═════ Extracted records
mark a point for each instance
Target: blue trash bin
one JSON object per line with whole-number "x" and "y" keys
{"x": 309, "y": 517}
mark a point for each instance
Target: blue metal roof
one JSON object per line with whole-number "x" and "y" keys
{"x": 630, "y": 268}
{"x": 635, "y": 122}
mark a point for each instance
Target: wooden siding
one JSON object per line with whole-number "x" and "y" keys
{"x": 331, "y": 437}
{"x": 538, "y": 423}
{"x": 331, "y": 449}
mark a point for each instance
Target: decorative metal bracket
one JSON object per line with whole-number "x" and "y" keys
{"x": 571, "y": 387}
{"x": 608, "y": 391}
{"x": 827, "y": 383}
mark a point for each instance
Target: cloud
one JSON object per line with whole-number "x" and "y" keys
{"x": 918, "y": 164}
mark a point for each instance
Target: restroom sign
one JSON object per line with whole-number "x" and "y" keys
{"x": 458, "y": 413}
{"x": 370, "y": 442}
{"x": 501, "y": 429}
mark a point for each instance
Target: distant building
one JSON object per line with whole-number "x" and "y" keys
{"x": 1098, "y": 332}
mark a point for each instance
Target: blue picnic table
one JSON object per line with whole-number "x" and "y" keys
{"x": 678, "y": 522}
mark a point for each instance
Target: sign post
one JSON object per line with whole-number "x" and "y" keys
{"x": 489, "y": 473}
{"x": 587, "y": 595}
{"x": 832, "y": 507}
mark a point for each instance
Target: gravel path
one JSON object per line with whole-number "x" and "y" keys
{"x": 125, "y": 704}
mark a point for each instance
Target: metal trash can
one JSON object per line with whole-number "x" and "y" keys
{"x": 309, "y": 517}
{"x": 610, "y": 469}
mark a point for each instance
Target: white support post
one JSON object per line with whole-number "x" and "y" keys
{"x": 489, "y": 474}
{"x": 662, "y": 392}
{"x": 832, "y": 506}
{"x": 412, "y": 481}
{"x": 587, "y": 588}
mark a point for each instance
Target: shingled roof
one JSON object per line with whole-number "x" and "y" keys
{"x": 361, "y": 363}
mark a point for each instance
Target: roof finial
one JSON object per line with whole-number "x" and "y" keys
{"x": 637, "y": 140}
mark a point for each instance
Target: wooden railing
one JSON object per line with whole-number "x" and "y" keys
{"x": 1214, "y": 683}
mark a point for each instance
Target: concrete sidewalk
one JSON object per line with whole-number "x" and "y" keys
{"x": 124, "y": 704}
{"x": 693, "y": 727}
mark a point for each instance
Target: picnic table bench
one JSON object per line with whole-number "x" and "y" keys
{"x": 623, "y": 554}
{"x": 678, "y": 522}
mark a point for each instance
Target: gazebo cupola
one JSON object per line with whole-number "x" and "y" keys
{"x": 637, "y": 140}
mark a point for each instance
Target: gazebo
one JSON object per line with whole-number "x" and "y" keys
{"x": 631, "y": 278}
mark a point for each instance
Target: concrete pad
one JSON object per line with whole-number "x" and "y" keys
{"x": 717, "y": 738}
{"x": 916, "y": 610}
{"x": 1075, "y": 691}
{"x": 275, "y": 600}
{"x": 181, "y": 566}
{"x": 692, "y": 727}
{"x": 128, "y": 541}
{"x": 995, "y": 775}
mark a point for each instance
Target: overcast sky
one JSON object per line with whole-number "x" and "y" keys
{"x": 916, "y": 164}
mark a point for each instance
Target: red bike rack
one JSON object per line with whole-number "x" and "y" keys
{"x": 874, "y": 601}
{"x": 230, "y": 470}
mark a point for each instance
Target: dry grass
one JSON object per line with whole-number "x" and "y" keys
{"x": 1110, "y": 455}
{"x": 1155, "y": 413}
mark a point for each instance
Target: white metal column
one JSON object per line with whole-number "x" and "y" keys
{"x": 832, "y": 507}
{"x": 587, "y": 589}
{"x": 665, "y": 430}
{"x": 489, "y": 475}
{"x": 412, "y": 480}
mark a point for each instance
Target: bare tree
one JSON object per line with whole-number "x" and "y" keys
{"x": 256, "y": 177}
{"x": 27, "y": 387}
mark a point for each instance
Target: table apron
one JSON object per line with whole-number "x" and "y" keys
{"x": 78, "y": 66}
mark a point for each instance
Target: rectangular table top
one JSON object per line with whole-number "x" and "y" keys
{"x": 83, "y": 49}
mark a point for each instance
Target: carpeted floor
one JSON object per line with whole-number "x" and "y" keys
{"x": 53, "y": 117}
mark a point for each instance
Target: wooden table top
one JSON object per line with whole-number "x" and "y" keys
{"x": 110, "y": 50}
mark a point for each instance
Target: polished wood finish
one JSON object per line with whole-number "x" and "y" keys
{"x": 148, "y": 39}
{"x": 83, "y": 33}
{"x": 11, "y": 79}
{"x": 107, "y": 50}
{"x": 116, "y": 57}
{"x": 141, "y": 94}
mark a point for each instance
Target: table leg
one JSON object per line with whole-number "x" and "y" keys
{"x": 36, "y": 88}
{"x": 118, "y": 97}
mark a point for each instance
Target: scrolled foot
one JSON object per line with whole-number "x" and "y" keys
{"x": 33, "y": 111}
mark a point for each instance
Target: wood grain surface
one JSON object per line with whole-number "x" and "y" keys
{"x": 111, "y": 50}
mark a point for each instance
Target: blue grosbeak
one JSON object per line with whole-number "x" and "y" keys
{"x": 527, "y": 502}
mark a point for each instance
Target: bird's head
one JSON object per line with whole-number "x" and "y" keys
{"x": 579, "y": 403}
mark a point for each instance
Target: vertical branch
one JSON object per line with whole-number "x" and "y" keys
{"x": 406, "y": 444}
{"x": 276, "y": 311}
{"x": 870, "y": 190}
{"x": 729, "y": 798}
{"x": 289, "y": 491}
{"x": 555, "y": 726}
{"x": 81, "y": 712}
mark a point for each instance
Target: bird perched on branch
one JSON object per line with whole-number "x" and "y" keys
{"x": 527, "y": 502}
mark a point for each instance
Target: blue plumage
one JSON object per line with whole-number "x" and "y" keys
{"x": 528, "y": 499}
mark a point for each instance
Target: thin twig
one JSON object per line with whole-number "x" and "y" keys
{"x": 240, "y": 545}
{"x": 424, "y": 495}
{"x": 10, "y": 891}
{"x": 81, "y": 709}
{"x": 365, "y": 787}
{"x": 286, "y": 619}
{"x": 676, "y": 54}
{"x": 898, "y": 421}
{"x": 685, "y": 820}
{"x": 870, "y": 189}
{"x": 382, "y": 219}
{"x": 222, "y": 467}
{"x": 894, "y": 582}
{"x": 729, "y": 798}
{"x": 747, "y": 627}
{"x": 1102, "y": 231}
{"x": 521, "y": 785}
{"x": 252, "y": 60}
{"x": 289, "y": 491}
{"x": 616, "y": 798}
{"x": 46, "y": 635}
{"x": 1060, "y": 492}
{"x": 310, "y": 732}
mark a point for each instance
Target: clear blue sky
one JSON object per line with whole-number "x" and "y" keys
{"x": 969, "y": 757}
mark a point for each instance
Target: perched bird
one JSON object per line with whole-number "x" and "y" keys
══════════
■ Work instructions: From the first line to the last, retype the data exactly.

■ Task solution:
mark a point for each instance
Target: blue trash bin
one JSON object per line with whole-number "x" and "y" keys
{"x": 309, "y": 517}
mark a point for each instance
Target: blue metal roof
one JSON object per line with whole-number "x" and "y" keys
{"x": 630, "y": 268}
{"x": 635, "y": 122}
mark a point for each instance
Target: wooden siding
one JSON object per line with whole-number "x" and "y" keys
{"x": 331, "y": 437}
{"x": 538, "y": 423}
{"x": 331, "y": 449}
mark a point for each instance
Target: decorative metal bracket
one JSON object per line with whole-number "x" and "y" keys
{"x": 571, "y": 387}
{"x": 608, "y": 391}
{"x": 827, "y": 383}
mark a point for each instance
Target: cloud
one JSON object per line with whole-number "x" and "y" keys
{"x": 918, "y": 164}
mark a point for each instance
Target: restroom sign
one JSON object per line with whole-number "x" and "y" keys
{"x": 458, "y": 413}
{"x": 370, "y": 442}
{"x": 501, "y": 429}
mark a point for each instance
Target: distant building
one JSON object per line with whole-number "x" and "y" keys
{"x": 1098, "y": 332}
mark a point for each instance
Target: blue picnic table
one JSON object per line with whole-number "x" and "y" keys
{"x": 678, "y": 522}
mark a point for each instance
Target: sign post
one JSON object per line with whole-number "x" and "y" keys
{"x": 489, "y": 473}
{"x": 587, "y": 595}
{"x": 832, "y": 507}
mark a point for each instance
Target: gravel path
one JSON object per line with whole-number "x" and "y" keys
{"x": 125, "y": 704}
mark a point for each instance
Target: metal trash can
one JSON object per line with whole-number "x" and "y" keys
{"x": 309, "y": 517}
{"x": 610, "y": 469}
mark a point for each instance
Target: white support post
one JSON object per line with whole-number "x" and "y" keys
{"x": 489, "y": 474}
{"x": 662, "y": 392}
{"x": 832, "y": 506}
{"x": 412, "y": 481}
{"x": 587, "y": 588}
mark a point for each instance
Target: shingled roof
one JSON object per line with whole-number "x" and "y" keys
{"x": 361, "y": 363}
mark a point for each instance
Target: roof finial
one JSON object per line with whole-number "x" and "y" keys
{"x": 637, "y": 140}
mark a point for each instance
Target: wooden railing
one JSON object per line with whole-number "x" and "y" keys
{"x": 1214, "y": 683}
mark a point for each instance
Target: concrete sidewalk
one JSON object per line with whole-number "x" and "y" keys
{"x": 124, "y": 704}
{"x": 693, "y": 727}
mark a point for each instance
Target: picnic table bench
one JSON object per line with whole-number "x" and "y" keys
{"x": 623, "y": 554}
{"x": 678, "y": 522}
mark a point for each instance
Target: gazebo cupola
one JSON object per line with whole-number "x" and "y" keys
{"x": 637, "y": 140}
mark a point for each instance
Target: gazebo
one JSON object per line with whole-number "x" and "y" keys
{"x": 631, "y": 278}
mark a point for each instance
Target: concrete pad
one JSON object per line with whole-number "x" and "y" keys
{"x": 717, "y": 738}
{"x": 916, "y": 610}
{"x": 1075, "y": 691}
{"x": 275, "y": 600}
{"x": 181, "y": 566}
{"x": 692, "y": 727}
{"x": 128, "y": 541}
{"x": 995, "y": 775}
mark a point for each instance
Target: overcast sky
one JSON object per line with whole-number "x" and "y" keys
{"x": 916, "y": 164}
mark a point for each instance
Target: red bike rack
one JSON object per line with whole-number "x" and "y" keys
{"x": 874, "y": 601}
{"x": 230, "y": 470}
mark a point for each instance
Target: dry grass
one JSON object per line with whole-number "x" and "y" keys
{"x": 1110, "y": 455}
{"x": 1155, "y": 413}
mark a point for each instance
Target: white metal column
one JSON object per line with whole-number "x" and "y" keys
{"x": 832, "y": 507}
{"x": 587, "y": 589}
{"x": 665, "y": 430}
{"x": 489, "y": 475}
{"x": 412, "y": 480}
mark a point for each instance
Target: bare tree
one JSON object per line with whole-number "x" and "y" keys
{"x": 256, "y": 177}
{"x": 27, "y": 387}
mark a point for each instance
Target: table apron
one JSON object per line with whole-number "x" and "y" keys
{"x": 78, "y": 66}
mark a point for each instance
Target: rectangular table top
one JSON object per line with whole-number "x" and "y" keys
{"x": 83, "y": 49}
mark a point for each instance
Target: carpeted floor
one JSON object per line with whole-number "x" and "y" keys
{"x": 53, "y": 117}
mark a point for each instance
Target: wooden table top
one JSON object per line with whole-number "x" and "y" keys
{"x": 110, "y": 50}
mark a point for each instance
Target: polished wood finish
one JSON object per line with whole-number "x" and "y" keys
{"x": 148, "y": 39}
{"x": 83, "y": 33}
{"x": 11, "y": 79}
{"x": 107, "y": 50}
{"x": 116, "y": 57}
{"x": 141, "y": 94}
mark a point for each instance
Target: table leg
one JSON object per line with whole-number "x" and "y" keys
{"x": 36, "y": 88}
{"x": 118, "y": 97}
mark a point for each instance
Target: scrolled foot
one JSON object per line with whole-number "x" and "y" keys
{"x": 33, "y": 111}
mark a point for each instance
Target: wood grain surface
one JSON object per line with whole-number "x" and "y" keys
{"x": 111, "y": 50}
mark a point for each instance
Target: blue grosbeak
one JSON object per line with whole-number "x" and "y" keys
{"x": 527, "y": 502}
mark a point for each instance
Target: bird's head
one JSON object per line with whole-number "x" and "y" keys
{"x": 579, "y": 403}
mark a point for each instance
Target: vertical branch
one JSON object per line with whole-number "x" and "y" keys
{"x": 406, "y": 444}
{"x": 276, "y": 311}
{"x": 870, "y": 190}
{"x": 729, "y": 798}
{"x": 289, "y": 491}
{"x": 555, "y": 726}
{"x": 81, "y": 712}
mark a point for each instance
Target: bird perched on branch
one JSON object per line with whole-number "x" and "y" keys
{"x": 527, "y": 502}
mark a point for each instance
Target: blue plumage
one JSON object per line with whole-number "x" and "y" keys
{"x": 528, "y": 499}
mark a point for each instance
Target: thin twig
one JSON object per line with whole-number "x" and "y" keys
{"x": 240, "y": 545}
{"x": 424, "y": 495}
{"x": 10, "y": 891}
{"x": 81, "y": 709}
{"x": 365, "y": 787}
{"x": 286, "y": 619}
{"x": 676, "y": 54}
{"x": 898, "y": 421}
{"x": 685, "y": 820}
{"x": 870, "y": 189}
{"x": 382, "y": 219}
{"x": 222, "y": 467}
{"x": 894, "y": 582}
{"x": 729, "y": 798}
{"x": 747, "y": 627}
{"x": 1102, "y": 231}
{"x": 521, "y": 785}
{"x": 252, "y": 60}
{"x": 289, "y": 491}
{"x": 616, "y": 798}
{"x": 46, "y": 635}
{"x": 1060, "y": 492}
{"x": 310, "y": 732}
mark a point for each instance
Target: clear blue sky
one JSON object per line with whole-number "x" and "y" keys
{"x": 969, "y": 757}
mark a point for each instance
Target: perched bird
one JSON object per line with whole-number "x" and "y" keys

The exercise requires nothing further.